RECORDS TO USE:

——————————

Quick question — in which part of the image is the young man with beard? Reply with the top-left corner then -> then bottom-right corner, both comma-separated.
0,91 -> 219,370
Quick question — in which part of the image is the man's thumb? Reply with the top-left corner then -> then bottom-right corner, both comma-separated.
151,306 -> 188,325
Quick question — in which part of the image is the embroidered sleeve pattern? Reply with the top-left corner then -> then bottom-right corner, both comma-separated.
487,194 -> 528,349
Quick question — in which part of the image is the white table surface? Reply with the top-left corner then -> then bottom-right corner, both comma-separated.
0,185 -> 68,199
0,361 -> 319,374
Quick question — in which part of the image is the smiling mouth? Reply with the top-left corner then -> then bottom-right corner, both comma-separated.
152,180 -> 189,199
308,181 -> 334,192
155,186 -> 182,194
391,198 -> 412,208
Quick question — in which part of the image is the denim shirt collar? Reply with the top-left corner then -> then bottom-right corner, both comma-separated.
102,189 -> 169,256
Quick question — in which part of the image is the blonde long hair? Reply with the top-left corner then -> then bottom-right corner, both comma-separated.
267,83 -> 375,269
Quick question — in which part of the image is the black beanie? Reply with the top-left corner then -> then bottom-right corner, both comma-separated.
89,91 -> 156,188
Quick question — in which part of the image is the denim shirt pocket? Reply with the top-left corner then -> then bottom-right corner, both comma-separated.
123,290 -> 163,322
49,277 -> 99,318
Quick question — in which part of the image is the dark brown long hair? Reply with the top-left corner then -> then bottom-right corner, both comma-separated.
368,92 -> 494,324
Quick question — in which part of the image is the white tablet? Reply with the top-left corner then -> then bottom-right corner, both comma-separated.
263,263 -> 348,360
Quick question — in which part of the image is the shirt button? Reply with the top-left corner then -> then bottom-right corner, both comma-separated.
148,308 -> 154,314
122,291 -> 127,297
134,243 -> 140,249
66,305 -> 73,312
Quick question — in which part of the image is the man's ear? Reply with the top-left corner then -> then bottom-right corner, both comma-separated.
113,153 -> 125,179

——————————

EXERCISE GOAL:
Reproduce the whole listing verbatim, leaving every line as it was.

RESULT:
Quick question — in which part of the image is the young man with beard? Reply with the top-left corner then -> then bottom-right corner, both comma-separated.
0,91 -> 219,370
Quick question — in which part of the image is the man's thumb? Reply with the top-left corner then -> then bottom-right corner, both comma-separated.
151,306 -> 188,325
Quick question — in which part of the image is the embroidered sleeve pattern? Reply with the top-left corner then -> then bottom-right corner, both comma-separated.
487,194 -> 528,349
Quick question — in which part of the image is the white table surface? Reply with the top-left corner then -> then bottom-right corner, both comma-separated.
0,185 -> 68,199
0,361 -> 319,374
Quick question — in which part of the image is the smiling mouth? Reply with the top-left corner then -> then bottom-right corner, both comma-separated.
152,180 -> 189,199
308,181 -> 334,192
155,186 -> 182,194
391,198 -> 412,208
Quick question — in which part of the image is the denim shirt collar? Reply with the top-left corner then -> then bottom-right corner, both comma-separated.
102,189 -> 169,256
Quick question — in which part of the image is the blonde long hair? Reply with the top-left corner then -> then bottom-right corner, both comma-separated.
267,83 -> 375,269
Quick question — in which part of the image is the black beanie? Reply with the top-left corner then -> then bottom-right corner, both comma-separated.
89,91 -> 156,188
Quick question — in which part of the image is the denim shirt pocket? Reply with the top-left corner then -> then bottom-right corner, both comma-separated.
123,290 -> 163,322
49,277 -> 99,318
Quick question — in which part of the image is the dark brown long hair? Reply with the top-left corner then -> then bottom-right corner, both comma-separated.
368,92 -> 494,324
Quick question — in which part of the image is the white tablet? Reply with the top-left corner then -> then bottom-right corner, both comma-separated.
263,263 -> 348,360
Quick question — in which part of the image is the shirt button? Reply with the top-left corner then -> then bottom-right corner, both comma-separated.
148,308 -> 154,314
122,291 -> 127,297
134,243 -> 140,249
66,305 -> 73,312
Quick question — in which part of the image is the man's ear? Reply with the top-left corner then -> then bottom-right corner, both comma-separated.
113,153 -> 125,179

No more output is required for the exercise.